PROVIDED DATA:
++++++++++

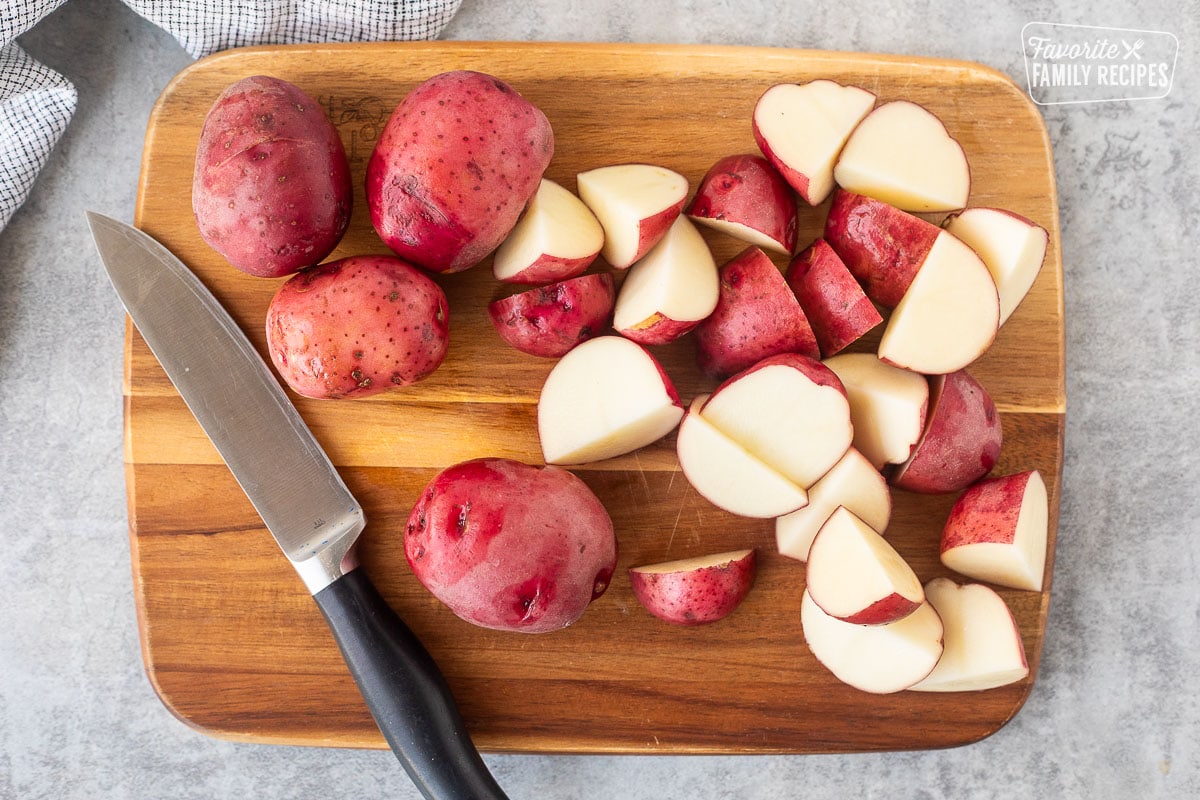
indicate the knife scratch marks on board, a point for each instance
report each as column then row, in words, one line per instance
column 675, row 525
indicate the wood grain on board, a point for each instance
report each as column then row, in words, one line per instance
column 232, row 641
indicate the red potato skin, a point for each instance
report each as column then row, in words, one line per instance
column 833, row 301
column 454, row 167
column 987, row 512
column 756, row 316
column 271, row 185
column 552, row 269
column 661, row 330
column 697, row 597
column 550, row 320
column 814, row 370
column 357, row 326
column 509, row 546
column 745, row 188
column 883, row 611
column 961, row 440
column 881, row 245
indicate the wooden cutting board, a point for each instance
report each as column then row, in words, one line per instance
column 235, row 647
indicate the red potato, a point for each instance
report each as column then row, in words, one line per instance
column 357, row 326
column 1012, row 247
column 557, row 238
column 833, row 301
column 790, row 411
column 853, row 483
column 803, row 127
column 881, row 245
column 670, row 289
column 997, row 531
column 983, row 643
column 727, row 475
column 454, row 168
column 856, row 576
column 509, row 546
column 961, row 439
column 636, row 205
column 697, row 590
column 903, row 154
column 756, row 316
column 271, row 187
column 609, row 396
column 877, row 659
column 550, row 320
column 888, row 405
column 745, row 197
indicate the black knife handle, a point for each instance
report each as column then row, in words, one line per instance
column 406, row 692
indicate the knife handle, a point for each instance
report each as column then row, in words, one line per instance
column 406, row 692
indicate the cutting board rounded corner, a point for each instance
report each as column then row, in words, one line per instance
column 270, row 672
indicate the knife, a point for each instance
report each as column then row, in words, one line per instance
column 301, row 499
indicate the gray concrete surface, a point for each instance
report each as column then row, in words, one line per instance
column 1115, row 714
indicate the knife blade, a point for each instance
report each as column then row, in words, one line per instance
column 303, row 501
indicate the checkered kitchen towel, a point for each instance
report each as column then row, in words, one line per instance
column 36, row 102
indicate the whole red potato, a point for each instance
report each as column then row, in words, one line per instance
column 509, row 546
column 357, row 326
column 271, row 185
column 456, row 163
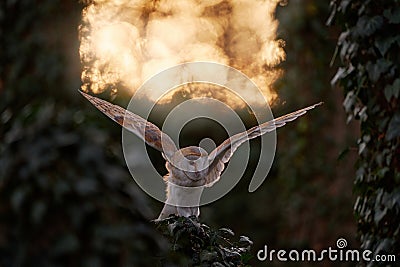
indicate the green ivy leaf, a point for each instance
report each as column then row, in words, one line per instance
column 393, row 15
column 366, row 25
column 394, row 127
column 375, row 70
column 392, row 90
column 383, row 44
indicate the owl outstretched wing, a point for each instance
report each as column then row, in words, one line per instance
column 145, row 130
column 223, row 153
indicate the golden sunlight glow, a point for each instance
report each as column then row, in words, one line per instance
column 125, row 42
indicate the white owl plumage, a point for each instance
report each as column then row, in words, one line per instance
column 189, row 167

++++++++++

PROBLEM TO SOLVE:
Return the records word for word, everything from the start down to the line containing "column 235, row 647", including that line. Leave the pictures out.

REPLY:
indicate the knife scratch marks on board, a point for each instance
report each as column then row, in words, one line per instance
column 675, row 525
indicate the wood grain on board, a point for each instance
report each as column then row, in words, one line per instance
column 232, row 641
indicate the red potato skin, a point for each instance
report each as column then row, in words, one line per instance
column 833, row 301
column 454, row 167
column 987, row 512
column 756, row 316
column 271, row 185
column 552, row 269
column 661, row 330
column 697, row 597
column 550, row 320
column 814, row 370
column 357, row 326
column 509, row 546
column 745, row 188
column 883, row 611
column 961, row 440
column 881, row 245
indicate the wooden cutting board, a point for each instance
report each as column then row, in words, one line per instance
column 235, row 647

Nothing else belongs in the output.